[Begin Material for this task]
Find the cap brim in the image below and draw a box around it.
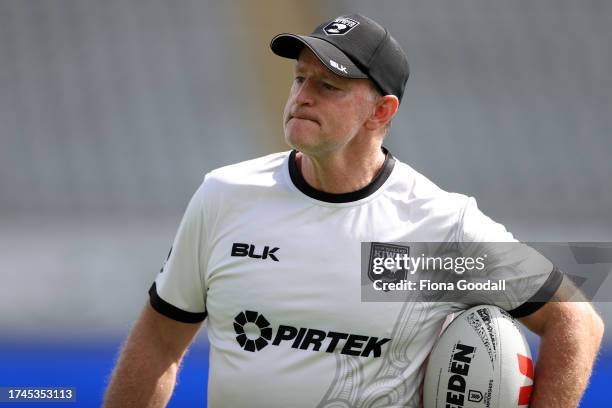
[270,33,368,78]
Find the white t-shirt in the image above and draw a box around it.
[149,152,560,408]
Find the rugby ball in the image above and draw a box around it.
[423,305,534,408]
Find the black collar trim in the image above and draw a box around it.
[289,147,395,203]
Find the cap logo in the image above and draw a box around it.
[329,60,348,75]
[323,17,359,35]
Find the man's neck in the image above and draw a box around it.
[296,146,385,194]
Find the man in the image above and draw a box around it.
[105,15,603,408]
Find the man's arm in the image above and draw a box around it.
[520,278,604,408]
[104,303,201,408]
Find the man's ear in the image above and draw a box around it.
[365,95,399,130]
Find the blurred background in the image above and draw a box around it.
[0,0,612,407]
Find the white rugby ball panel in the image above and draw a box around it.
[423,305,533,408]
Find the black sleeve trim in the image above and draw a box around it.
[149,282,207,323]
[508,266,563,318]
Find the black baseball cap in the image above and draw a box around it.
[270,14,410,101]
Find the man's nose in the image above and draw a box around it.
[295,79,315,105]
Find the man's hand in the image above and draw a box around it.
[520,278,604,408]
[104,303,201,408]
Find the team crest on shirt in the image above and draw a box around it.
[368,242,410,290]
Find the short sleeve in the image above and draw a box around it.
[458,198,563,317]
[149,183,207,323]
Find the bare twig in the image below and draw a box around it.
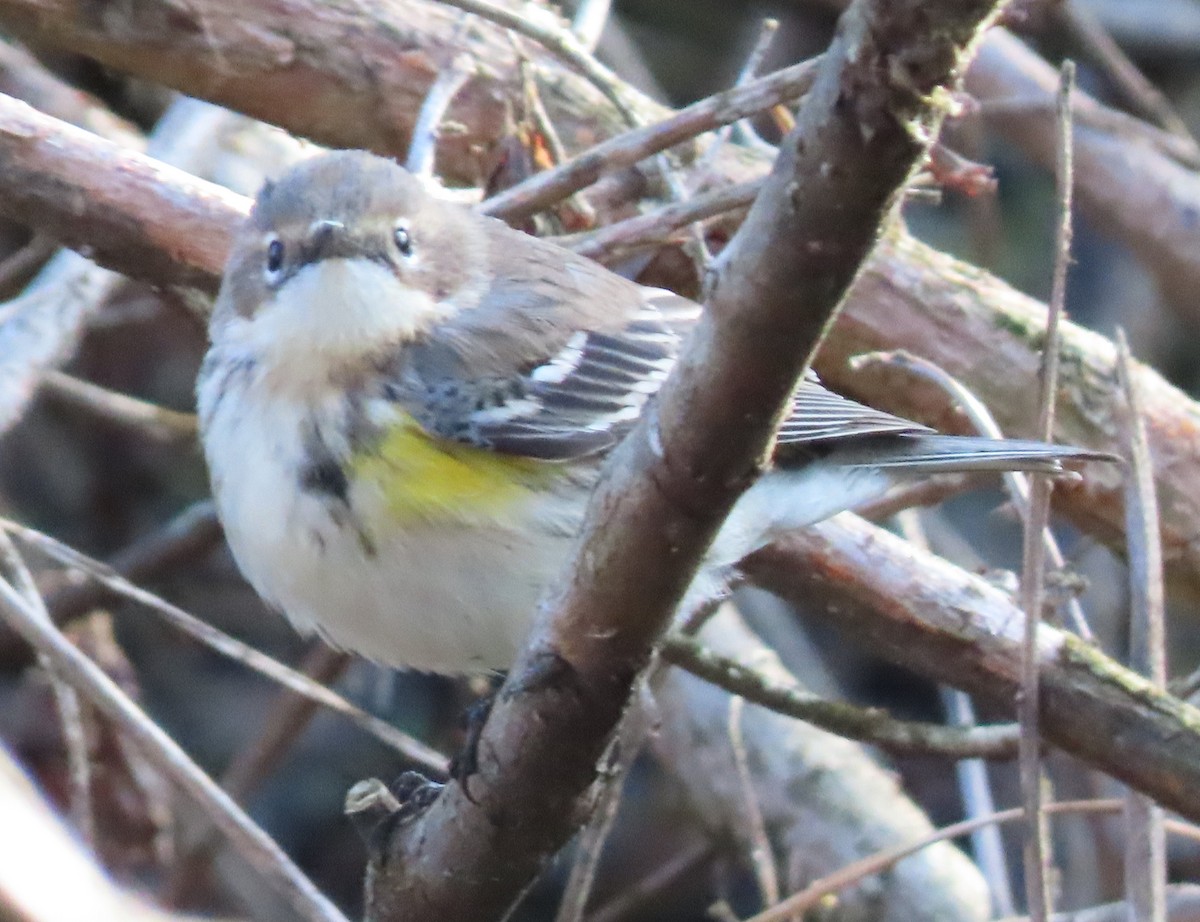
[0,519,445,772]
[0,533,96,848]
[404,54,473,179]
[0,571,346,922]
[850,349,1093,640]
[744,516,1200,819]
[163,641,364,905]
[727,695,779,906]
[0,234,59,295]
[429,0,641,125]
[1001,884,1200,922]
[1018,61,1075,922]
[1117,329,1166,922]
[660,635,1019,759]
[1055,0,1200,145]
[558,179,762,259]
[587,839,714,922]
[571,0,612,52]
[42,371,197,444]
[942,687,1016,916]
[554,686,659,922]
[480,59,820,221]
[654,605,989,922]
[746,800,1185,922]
[End Material for this task]
[Begin Material for this task]
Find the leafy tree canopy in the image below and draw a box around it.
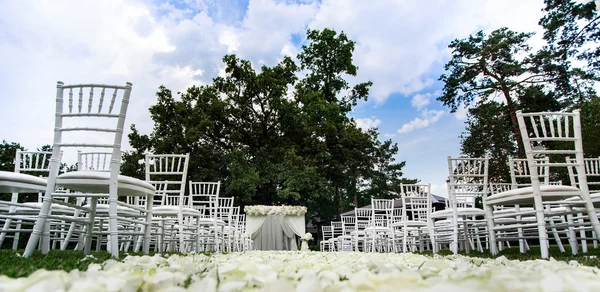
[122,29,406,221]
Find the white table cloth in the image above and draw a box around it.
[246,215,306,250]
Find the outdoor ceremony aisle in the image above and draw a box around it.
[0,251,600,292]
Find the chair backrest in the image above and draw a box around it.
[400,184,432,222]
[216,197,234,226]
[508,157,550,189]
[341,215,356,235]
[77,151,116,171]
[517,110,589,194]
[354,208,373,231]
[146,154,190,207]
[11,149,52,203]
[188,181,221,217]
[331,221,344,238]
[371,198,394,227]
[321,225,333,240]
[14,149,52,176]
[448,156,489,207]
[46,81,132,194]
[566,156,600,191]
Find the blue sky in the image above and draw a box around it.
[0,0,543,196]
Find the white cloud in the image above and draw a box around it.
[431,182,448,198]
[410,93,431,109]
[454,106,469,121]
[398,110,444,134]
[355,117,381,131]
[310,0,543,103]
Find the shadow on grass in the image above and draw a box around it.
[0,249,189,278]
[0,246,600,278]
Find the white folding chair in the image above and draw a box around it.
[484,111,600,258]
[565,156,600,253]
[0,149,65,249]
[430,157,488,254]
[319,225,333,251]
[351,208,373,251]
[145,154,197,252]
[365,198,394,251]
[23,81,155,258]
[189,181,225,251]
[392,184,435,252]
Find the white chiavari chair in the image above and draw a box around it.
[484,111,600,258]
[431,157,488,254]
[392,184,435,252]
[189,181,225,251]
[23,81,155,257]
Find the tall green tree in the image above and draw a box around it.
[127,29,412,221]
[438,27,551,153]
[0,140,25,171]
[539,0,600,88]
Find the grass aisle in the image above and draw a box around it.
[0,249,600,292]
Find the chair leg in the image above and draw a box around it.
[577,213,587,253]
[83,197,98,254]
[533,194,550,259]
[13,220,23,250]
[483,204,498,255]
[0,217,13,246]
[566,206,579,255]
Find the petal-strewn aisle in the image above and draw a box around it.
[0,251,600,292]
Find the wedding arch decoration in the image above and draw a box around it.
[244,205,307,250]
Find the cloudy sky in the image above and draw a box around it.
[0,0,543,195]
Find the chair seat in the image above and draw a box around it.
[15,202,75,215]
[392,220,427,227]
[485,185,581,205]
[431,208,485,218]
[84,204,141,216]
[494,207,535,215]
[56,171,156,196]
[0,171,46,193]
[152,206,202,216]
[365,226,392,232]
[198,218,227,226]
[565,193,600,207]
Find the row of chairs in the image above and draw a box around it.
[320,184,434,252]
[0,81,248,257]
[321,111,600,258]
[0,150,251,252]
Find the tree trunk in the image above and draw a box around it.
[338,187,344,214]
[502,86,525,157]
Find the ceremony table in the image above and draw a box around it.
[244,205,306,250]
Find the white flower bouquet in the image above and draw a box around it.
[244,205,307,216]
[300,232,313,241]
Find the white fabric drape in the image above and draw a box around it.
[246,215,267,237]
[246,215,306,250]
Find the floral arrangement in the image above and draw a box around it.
[End Material for this task]
> What you need to do: Return, unchanged, the lines between the one holding "Find the man's hand" and the one holding "[149,183,207,323]", both of those lines included.

> Complete answer:
Find the man's hand in the image above and draw a box around it.
[520,278,604,408]
[104,303,201,408]
Find the team crest on shirt in the image above and draw a box around it.
[368,242,410,290]
Find the short sleeve in the image above and draw a box around it.
[458,198,563,317]
[149,183,207,323]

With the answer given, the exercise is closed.